§ **ВАШИ ЗАДАЧИ**:
• 1. Сколько из 90 свидетельств в тексте о русалках описывают русалку в виде полуженщины-полурыбы?
• 2. Перепишите дословно фрагмент текста о русалках, начиная со слов «Географически первый тип» и заканчивая словами «на территории Белоруссии.» включительно.
• 3. Перескажите короче абзац текста о русалках, который начинается словами «В большинстве описаний даются лаконичные характеристики», сохранив его основные факты.

Единичные свидетельства изображают русалку вымазанной дегтем или смолой («зловить да цыцку смаляную дае»). В этой связи интересна терминология названия русалки, зафиксированная в с. Радчицк — «смолянка» («смулянка»): «Смулянка — то тэе самее, шо етая русаўка… Пугали пацанов: „Смоляна вас забере!“» [ПА]; «В жыте смулянка сидить… у ее жалезна ступа и тоўкач. Возьме у залезну ступу да потоўчэ» [там же].

Географически первый тип описаний внешности («страшных») русалок фиксировался преимущественно в зоне Пинского Полесья и Гомельской обл., и затем севернее от нее на территории Белоруссии.

Второй тип внешнего облика русалки дает описание молодых привлекательных девушек с длинными волосами, в веночках, обнаженных или в белом: «Русалки по житу ходять в билому и били косы, красыви дуже» (ПМ-Г, Желобное); «Молодые девушки с длинными волосами, голые, красивые» [ПА, Нобель]; «Русалки як девушки… вышли из воды, у веночках, позаплетаные, ў белом платейку» [ПА, Замошье]; «Очень маленькие, небольшого роста, есть красивые, как царевна» [ПМ-С, Мокраны]; «Молодыи дивчата ў билых платтях, ў винке на головах, ленты ззаде» [ПА, Поворск]; «Маўкы — то русалки, красивы, венок на голове, по жыти бродют» [ПА, Староселье].

Иногда привлекательная внешность описывается исключительно через наряд русалки: «хорошо одетые, у венках девки»; «дивчата в велёнови, в китайках, в билых платтях».

В большинстве описаний даются лаконичные характеристики: длинные волосы, в венках, в белом. Привлекательный тип русалок более последовательно локализуется в западном Полесье с дальнейшим распространением на территорию Украины. К нему примыкает категория русалок, изображаемых в виде полуженщины-полурыбы. Это самый малочисленный разряд описаний внешности в составе наших материалов (из 90 свидетельств — 8 случаев): «Русалка ў ваде живеть, как рыба. Деўка, а хвост, как у рыбы, распущенная коса» [ПА, Радутино]; «Котра людина втопиться на Русальный тыждень, стае русалкою. Русалка половина як людына, а половина як рыба. Выходыть з воды, иде в жыто» [ПМ-Г, Ремчица].

§ **ИСХОДНЫЙ МАТЕРИАЛ**:
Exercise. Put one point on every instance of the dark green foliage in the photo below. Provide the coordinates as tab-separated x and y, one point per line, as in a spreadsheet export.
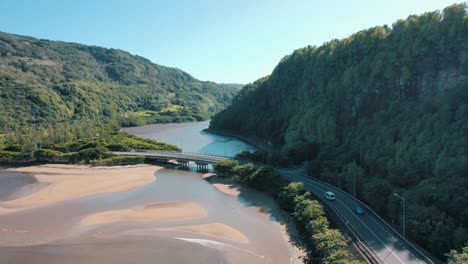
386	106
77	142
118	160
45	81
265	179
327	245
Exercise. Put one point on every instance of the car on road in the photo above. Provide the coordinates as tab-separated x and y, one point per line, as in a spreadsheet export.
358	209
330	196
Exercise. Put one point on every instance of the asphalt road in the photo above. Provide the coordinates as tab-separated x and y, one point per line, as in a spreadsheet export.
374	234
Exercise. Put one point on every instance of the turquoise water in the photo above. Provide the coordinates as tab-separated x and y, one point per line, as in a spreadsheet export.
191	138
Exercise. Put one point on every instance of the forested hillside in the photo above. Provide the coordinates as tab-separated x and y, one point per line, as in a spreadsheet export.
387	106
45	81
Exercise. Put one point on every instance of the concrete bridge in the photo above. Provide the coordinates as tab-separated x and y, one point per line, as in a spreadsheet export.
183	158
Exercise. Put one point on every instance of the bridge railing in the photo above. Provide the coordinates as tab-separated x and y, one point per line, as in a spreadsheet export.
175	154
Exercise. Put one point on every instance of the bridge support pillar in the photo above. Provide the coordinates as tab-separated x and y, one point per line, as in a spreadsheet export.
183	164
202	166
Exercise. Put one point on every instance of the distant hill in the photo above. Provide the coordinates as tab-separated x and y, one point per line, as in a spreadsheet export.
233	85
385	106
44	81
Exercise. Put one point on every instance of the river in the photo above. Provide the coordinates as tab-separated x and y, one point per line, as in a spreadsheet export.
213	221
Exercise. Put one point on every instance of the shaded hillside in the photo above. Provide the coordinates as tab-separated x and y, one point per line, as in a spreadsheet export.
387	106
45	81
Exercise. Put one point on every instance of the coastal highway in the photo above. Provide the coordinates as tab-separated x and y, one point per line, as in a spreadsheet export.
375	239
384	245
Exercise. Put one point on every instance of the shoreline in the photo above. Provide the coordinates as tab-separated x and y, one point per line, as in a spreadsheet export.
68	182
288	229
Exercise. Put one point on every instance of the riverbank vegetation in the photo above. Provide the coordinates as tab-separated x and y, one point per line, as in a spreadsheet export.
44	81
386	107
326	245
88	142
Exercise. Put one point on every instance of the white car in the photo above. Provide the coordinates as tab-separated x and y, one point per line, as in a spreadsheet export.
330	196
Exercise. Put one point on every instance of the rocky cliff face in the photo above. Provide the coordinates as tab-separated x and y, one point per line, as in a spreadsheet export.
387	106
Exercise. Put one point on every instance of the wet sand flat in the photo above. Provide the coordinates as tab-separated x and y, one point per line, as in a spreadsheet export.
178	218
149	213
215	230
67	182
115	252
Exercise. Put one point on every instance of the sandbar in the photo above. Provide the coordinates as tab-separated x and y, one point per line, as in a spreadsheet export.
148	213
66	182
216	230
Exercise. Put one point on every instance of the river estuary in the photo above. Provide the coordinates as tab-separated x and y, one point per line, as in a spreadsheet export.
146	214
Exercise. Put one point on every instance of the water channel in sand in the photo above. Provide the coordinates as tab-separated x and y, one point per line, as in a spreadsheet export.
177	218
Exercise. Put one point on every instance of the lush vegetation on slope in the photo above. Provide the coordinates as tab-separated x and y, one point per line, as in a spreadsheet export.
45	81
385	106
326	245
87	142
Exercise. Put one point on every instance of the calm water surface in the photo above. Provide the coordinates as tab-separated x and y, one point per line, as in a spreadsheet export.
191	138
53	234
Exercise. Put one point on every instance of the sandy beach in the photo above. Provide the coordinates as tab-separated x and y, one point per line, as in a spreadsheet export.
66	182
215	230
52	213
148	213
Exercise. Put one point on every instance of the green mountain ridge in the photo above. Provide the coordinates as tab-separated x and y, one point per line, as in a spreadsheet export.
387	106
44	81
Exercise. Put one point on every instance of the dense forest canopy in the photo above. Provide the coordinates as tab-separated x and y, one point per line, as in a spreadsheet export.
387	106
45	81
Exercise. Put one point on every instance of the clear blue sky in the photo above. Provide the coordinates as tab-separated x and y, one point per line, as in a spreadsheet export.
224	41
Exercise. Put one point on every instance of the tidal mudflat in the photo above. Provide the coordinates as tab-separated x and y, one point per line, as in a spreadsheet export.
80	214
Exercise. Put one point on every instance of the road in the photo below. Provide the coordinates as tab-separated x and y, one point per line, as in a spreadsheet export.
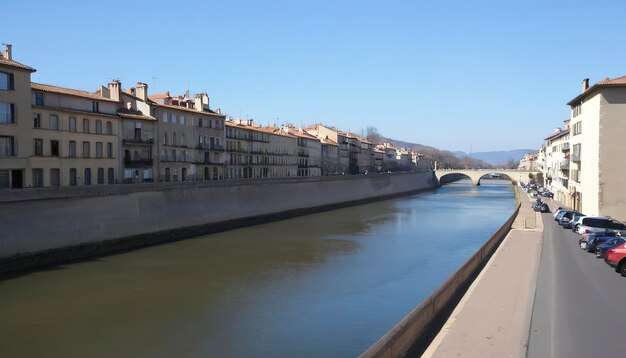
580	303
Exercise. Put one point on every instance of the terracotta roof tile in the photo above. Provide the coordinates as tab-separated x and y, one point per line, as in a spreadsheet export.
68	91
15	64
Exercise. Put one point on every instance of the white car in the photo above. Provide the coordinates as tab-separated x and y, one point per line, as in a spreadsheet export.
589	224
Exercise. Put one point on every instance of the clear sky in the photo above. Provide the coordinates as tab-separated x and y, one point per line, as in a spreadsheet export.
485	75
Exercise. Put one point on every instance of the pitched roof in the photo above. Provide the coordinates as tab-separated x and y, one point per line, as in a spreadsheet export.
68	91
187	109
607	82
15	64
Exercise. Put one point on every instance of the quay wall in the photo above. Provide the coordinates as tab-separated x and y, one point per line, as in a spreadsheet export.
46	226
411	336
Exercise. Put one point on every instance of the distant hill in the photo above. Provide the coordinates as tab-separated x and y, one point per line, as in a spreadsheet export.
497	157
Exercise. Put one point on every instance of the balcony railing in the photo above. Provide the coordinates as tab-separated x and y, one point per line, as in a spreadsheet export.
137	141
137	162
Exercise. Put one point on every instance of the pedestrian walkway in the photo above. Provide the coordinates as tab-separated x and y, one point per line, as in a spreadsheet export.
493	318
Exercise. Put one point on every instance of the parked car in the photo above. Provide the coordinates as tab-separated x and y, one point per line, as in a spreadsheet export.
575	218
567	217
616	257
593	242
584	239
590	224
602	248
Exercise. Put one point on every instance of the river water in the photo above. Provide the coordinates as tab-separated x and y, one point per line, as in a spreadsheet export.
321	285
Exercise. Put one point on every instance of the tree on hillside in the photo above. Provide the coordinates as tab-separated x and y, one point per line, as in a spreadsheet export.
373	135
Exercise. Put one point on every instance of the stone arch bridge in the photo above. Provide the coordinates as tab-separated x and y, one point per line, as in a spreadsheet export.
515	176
--
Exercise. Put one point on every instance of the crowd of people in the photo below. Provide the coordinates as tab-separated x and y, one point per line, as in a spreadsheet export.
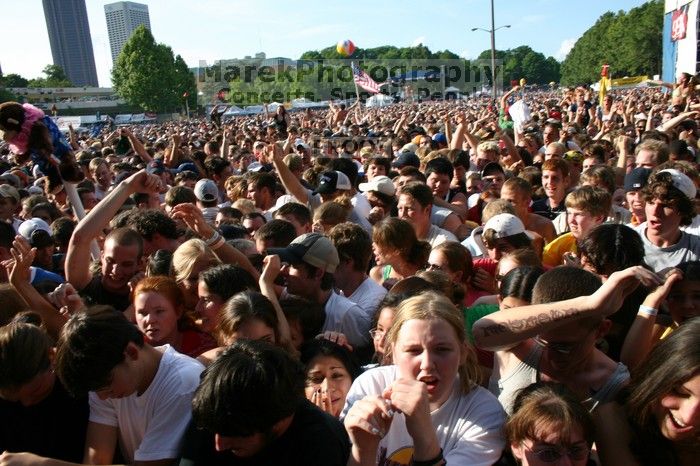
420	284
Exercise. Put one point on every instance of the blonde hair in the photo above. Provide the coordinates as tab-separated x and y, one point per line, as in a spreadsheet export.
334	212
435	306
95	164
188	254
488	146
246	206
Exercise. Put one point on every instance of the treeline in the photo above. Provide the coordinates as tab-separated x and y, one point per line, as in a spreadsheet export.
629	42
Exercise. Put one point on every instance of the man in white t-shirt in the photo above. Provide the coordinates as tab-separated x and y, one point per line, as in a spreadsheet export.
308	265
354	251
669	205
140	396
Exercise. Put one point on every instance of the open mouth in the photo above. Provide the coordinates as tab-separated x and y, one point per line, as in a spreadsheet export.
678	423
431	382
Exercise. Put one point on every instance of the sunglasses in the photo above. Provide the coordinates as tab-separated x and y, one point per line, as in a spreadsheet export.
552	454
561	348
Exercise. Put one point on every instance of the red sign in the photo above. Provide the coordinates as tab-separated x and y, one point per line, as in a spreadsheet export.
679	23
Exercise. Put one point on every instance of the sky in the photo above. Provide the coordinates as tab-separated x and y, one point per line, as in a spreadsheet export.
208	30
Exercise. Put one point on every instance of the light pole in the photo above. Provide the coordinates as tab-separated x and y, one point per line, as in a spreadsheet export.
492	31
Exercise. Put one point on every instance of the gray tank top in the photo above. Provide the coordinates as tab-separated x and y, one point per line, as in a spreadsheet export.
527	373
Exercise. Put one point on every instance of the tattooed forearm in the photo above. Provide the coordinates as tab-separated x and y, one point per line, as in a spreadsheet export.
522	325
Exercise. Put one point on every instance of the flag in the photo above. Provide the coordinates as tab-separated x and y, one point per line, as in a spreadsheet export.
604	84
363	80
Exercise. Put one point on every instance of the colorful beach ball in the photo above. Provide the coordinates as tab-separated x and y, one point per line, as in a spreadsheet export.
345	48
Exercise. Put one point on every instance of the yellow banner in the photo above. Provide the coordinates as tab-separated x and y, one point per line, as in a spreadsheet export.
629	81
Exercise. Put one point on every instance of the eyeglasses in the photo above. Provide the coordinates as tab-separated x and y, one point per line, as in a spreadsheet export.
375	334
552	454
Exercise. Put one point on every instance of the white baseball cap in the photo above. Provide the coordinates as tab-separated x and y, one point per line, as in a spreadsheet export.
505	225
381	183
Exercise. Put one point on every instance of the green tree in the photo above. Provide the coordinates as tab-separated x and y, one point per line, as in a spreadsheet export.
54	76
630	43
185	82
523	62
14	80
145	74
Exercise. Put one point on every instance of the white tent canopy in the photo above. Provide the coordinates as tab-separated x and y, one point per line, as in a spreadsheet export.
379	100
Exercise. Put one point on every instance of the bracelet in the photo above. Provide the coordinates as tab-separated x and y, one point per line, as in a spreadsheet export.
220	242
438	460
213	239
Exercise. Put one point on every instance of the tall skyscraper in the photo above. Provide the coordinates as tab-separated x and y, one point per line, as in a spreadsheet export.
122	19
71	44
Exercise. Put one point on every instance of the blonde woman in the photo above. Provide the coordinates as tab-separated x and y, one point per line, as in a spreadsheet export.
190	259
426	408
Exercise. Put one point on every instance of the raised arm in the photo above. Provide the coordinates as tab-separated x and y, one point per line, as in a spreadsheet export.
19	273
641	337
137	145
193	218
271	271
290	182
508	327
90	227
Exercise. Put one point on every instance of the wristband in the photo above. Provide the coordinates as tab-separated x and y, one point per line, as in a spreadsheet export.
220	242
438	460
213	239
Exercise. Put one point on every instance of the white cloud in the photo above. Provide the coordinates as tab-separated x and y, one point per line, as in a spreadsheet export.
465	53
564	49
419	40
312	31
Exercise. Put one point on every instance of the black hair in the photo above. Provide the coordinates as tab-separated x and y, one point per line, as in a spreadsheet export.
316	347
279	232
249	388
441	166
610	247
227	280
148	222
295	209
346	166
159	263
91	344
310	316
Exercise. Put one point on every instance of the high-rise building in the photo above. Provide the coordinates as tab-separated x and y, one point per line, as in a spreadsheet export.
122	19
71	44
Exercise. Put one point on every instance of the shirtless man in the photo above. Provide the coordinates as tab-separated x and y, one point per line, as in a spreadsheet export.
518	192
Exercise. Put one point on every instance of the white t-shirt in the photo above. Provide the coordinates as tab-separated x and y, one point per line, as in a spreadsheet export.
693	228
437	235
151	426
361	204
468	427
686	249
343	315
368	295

§ **ОТВЕТЫ ПО ПОРЯДКУ**:
• 1. 8 случаев.

• 2.
Географически первый тип описаний внешности («страшных») русалок фиксировался преимущественно в зоне Пинского Полесья и Гомельской обл., и затем севернее от нее на территории Белоруссии.

• 3. Обычно внешность русалок описывают кратко: длинные волосы, венки, белая одежда. Такой привлекательный тип встречается в основном в западном Полесье и дальше на территории Украины. К нему примыкает образ полуженщины-полурыбы, самый редкий в материалах (8 случаев из 90). В свидетельствах такая русалка живет в воде, у нее рыбий хвост и распущенная коса. Утонувший в Русальную неделю становится русалкой.